Directive - Copy out, exactly as given, every line from the line with "the overcast sky;" to the end of the listing, both of those lines included.

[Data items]
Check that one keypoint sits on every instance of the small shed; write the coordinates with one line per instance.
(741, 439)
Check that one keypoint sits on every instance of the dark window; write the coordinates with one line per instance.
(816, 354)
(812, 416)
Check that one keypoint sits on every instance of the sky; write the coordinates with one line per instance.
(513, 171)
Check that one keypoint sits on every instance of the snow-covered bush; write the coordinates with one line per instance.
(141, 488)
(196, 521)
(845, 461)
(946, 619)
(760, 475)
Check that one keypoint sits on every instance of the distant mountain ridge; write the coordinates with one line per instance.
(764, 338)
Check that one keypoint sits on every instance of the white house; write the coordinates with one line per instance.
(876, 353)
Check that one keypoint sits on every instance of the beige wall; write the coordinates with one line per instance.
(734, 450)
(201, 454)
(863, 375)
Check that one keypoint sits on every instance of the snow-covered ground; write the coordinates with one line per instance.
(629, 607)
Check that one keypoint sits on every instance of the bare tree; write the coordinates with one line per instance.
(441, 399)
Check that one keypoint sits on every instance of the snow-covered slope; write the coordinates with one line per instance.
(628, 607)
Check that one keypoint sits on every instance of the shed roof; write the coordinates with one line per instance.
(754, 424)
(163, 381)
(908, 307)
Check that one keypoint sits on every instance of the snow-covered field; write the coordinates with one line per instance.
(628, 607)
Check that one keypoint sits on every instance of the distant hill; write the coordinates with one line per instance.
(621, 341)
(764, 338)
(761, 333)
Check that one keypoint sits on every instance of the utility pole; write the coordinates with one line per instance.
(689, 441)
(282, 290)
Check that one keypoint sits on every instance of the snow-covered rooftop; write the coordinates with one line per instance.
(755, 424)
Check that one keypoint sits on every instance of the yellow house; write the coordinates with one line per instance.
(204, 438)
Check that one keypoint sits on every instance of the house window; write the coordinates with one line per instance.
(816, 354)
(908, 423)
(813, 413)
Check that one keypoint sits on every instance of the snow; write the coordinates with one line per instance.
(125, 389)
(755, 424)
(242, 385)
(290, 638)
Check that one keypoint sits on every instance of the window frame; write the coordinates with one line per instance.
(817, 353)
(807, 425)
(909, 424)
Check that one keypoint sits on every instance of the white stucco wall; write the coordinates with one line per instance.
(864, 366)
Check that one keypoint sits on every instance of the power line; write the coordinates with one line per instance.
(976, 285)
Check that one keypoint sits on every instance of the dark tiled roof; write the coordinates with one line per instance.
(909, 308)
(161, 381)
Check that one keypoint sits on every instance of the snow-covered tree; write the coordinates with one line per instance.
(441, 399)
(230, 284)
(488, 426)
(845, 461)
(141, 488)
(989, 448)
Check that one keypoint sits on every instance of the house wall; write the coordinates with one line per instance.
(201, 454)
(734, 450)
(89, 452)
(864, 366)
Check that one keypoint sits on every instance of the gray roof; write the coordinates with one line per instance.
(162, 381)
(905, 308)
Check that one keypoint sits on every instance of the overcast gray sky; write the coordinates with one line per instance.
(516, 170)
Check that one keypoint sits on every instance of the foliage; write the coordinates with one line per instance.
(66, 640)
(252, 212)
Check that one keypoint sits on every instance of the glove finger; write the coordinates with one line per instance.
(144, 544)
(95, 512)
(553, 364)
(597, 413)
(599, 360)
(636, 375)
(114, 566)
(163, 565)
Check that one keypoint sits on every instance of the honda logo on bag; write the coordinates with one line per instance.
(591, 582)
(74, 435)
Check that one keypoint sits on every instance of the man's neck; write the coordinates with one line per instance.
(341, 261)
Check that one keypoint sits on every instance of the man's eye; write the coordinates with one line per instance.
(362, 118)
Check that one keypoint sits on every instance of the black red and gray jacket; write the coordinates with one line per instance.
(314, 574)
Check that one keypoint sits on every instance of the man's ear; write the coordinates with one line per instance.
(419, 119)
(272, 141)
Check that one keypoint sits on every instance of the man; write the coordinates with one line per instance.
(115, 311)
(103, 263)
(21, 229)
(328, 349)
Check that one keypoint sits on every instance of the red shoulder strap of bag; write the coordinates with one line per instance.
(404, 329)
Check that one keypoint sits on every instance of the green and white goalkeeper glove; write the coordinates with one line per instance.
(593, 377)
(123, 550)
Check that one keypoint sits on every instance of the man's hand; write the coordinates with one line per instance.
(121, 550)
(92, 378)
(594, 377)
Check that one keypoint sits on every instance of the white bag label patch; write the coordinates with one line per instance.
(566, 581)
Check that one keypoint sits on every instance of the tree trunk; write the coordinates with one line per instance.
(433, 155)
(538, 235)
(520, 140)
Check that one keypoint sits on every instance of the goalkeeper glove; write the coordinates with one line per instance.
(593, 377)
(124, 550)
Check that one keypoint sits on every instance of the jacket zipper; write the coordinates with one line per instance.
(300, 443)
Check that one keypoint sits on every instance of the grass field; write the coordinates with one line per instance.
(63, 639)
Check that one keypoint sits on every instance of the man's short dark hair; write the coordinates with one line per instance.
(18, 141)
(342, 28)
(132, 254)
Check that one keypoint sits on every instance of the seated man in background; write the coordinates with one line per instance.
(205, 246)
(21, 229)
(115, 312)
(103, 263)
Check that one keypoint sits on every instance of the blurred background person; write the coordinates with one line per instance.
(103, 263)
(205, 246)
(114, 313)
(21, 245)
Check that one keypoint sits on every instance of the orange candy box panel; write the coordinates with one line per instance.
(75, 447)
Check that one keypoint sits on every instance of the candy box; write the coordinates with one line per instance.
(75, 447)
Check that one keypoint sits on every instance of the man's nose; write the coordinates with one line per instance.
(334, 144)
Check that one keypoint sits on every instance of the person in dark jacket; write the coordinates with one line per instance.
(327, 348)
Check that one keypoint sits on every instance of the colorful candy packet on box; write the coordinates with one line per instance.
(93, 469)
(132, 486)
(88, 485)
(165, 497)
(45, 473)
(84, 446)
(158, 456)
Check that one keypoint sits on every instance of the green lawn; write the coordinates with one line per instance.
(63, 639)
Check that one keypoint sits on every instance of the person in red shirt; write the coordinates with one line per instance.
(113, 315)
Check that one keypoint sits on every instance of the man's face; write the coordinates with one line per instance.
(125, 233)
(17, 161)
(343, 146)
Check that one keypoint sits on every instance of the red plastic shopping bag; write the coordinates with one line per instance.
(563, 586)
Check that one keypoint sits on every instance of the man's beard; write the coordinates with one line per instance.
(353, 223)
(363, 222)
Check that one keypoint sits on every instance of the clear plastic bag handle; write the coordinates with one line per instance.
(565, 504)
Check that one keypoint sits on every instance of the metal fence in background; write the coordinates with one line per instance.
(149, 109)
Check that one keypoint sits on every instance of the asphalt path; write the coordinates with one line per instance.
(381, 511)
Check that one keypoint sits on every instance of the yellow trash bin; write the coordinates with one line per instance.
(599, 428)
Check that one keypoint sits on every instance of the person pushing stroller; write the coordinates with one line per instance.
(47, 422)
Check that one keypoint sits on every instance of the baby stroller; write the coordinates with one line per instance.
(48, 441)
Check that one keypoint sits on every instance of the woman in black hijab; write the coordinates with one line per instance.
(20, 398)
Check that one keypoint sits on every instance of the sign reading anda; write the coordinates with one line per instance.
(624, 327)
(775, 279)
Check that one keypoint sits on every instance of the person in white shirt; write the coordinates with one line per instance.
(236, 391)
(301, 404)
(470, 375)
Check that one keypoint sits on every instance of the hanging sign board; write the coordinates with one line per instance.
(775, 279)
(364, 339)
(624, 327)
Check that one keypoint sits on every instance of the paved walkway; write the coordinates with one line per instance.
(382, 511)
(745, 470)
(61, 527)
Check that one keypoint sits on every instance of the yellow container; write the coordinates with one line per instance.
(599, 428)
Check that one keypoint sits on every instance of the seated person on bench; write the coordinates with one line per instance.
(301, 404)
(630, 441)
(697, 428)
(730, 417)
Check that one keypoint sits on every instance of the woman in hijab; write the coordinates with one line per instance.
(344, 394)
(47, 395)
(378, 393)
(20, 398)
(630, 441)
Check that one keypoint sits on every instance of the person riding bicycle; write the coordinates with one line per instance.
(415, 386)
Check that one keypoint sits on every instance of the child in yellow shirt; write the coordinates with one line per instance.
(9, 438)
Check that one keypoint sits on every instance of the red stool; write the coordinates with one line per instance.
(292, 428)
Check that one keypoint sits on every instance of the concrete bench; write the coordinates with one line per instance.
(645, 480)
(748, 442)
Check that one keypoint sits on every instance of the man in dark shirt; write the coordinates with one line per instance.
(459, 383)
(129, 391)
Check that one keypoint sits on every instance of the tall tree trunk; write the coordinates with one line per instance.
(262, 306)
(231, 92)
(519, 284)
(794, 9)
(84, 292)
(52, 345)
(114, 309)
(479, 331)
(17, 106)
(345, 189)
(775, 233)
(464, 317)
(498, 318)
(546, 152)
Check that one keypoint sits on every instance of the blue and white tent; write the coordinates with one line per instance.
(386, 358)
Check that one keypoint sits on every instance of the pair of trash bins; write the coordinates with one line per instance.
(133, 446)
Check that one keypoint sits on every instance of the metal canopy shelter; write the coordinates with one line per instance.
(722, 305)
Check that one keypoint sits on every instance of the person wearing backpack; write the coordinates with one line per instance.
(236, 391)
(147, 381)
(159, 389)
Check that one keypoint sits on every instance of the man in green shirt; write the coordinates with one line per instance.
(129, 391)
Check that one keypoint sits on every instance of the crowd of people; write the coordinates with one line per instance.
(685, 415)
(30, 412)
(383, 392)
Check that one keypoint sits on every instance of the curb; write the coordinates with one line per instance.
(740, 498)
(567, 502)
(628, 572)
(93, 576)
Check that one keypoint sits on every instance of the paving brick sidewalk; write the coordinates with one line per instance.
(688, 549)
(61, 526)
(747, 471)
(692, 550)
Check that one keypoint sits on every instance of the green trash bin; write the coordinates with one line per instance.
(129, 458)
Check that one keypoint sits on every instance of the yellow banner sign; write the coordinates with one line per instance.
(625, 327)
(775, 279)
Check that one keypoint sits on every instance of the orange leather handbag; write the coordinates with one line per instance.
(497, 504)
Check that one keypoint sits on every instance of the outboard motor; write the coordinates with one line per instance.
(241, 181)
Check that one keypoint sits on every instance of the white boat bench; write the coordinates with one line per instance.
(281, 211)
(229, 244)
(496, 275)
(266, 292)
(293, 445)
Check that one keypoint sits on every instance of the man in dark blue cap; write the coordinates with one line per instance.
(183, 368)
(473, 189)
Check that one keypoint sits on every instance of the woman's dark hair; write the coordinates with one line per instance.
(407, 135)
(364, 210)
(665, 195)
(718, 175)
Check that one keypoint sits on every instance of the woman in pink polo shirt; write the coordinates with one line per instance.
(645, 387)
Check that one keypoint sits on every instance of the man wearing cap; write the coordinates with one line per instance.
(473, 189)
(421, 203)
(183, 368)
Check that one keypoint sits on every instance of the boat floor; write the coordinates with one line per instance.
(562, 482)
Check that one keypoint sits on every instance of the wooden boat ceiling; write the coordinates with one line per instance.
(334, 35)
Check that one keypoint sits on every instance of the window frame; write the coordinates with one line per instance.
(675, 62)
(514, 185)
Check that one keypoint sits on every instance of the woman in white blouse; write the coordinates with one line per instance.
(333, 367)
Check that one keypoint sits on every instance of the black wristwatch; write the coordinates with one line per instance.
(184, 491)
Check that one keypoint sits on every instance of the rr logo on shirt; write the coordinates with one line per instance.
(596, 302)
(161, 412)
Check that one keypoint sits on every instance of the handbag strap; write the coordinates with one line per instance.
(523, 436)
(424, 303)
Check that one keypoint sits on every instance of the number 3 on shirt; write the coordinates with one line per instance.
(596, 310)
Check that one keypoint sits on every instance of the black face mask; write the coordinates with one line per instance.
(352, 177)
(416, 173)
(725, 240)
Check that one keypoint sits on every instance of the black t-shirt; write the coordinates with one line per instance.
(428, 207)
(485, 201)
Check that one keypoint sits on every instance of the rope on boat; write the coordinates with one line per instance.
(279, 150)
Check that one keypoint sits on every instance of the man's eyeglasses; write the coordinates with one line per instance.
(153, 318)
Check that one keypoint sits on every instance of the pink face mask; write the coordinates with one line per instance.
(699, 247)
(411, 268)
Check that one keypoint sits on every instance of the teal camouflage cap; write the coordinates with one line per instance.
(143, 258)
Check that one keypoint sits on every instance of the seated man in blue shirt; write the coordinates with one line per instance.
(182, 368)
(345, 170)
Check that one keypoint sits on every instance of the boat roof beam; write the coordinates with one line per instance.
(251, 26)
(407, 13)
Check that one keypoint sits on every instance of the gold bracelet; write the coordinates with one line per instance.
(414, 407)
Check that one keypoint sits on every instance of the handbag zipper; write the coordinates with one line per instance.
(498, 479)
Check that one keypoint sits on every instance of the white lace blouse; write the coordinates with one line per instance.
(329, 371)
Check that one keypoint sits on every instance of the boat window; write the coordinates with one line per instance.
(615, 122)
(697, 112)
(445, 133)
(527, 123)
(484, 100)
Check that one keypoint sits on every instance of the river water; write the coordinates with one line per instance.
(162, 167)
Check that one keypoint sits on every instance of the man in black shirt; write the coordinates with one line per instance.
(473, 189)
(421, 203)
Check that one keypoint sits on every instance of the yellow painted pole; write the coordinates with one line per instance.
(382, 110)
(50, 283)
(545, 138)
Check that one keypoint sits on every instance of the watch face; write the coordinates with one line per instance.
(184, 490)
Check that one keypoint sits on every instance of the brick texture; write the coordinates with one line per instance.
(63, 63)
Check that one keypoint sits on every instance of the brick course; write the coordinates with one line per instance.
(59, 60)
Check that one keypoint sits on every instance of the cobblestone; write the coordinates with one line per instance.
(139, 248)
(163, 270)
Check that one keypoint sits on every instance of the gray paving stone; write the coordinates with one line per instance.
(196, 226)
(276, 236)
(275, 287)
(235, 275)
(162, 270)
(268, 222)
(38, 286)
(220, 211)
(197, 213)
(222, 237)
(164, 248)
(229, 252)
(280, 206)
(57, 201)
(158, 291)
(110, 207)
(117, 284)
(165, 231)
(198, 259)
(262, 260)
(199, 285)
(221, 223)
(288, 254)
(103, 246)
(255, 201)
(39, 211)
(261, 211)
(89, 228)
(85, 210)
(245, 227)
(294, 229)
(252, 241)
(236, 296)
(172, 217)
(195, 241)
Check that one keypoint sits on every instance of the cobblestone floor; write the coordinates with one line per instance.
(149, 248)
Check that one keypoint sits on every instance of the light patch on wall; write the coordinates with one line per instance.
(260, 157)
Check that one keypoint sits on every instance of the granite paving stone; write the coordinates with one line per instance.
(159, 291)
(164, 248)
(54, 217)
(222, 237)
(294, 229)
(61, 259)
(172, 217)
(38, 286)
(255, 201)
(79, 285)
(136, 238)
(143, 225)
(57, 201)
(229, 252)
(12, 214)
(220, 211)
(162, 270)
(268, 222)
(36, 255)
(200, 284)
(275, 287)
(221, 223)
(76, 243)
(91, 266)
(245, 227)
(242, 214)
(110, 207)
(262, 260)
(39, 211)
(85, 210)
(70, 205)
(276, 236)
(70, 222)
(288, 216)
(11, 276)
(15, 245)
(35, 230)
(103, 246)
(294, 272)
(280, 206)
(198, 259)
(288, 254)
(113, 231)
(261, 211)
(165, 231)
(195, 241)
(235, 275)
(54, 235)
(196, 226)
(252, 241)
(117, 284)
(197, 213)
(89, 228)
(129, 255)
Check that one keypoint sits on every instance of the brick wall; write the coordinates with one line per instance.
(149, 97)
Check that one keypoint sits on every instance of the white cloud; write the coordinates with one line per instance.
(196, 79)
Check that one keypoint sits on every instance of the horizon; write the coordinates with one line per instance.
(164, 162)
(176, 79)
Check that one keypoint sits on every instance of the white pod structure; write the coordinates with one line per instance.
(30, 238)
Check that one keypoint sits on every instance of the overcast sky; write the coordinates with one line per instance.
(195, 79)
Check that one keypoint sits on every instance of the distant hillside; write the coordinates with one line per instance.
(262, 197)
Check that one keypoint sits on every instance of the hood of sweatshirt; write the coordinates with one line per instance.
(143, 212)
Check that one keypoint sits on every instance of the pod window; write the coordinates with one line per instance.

Response to this exercise -
Check that one keypoint sits on every instance of the overcast sky; write the coordinates with one line per instance.
(195, 79)
Check that one keypoint sits on every instance of the distant hillside; write the coordinates with one line per instance.
(262, 197)
Check that one keypoint sits on every instance of the hood of sweatshirt; write the coordinates with one line per instance.
(143, 212)
Check that one keypoint sits on every instance of the pod window; write the coordinates with one line per instance.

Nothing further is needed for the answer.